_Task requirements:_
Give the lines from the start through the line holding "[239,218,283,236]", inclusive, as a JSON list of strings, one string per line. Leave out the pictures.

_Excerpts of bounding box data:_
────────────────

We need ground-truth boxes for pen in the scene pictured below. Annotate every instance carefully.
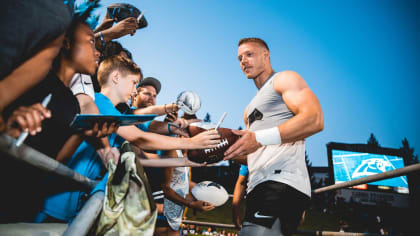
[16,93,52,147]
[215,112,227,130]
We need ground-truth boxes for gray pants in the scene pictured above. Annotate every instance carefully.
[239,218,283,236]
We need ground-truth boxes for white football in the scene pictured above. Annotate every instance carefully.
[176,91,201,115]
[191,181,229,206]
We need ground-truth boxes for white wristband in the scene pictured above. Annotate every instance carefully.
[255,126,281,146]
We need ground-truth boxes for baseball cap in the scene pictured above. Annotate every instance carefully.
[107,3,147,29]
[137,77,161,94]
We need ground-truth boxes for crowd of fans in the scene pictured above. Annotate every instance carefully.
[0,0,223,235]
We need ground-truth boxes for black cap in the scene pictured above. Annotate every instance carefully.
[137,77,161,94]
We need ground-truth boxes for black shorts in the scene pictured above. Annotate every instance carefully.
[244,181,310,235]
[155,214,169,228]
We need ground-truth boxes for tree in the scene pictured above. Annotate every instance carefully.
[203,112,211,122]
[368,133,381,147]
[400,138,420,235]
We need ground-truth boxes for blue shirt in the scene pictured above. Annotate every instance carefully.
[43,93,151,220]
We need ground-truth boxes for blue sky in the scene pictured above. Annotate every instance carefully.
[87,0,420,166]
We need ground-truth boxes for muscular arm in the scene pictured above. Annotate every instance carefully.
[225,71,324,160]
[232,175,247,228]
[274,71,324,143]
[0,34,64,131]
[117,126,220,150]
[133,103,179,116]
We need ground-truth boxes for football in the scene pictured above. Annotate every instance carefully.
[187,122,239,164]
[191,181,229,206]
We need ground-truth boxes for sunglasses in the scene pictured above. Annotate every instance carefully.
[107,3,147,29]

────────────────

_Finished exercise:_
[
  "We need ground-truth boxes for pen in the scene pictured below. Annotate every instance carefully.",
  "[16,93,52,147]",
  "[215,112,227,130]",
  "We need ground-truth boxes for gray pants in the scene pictured above. Annotate every instance carefully.",
  "[239,218,283,236]"
]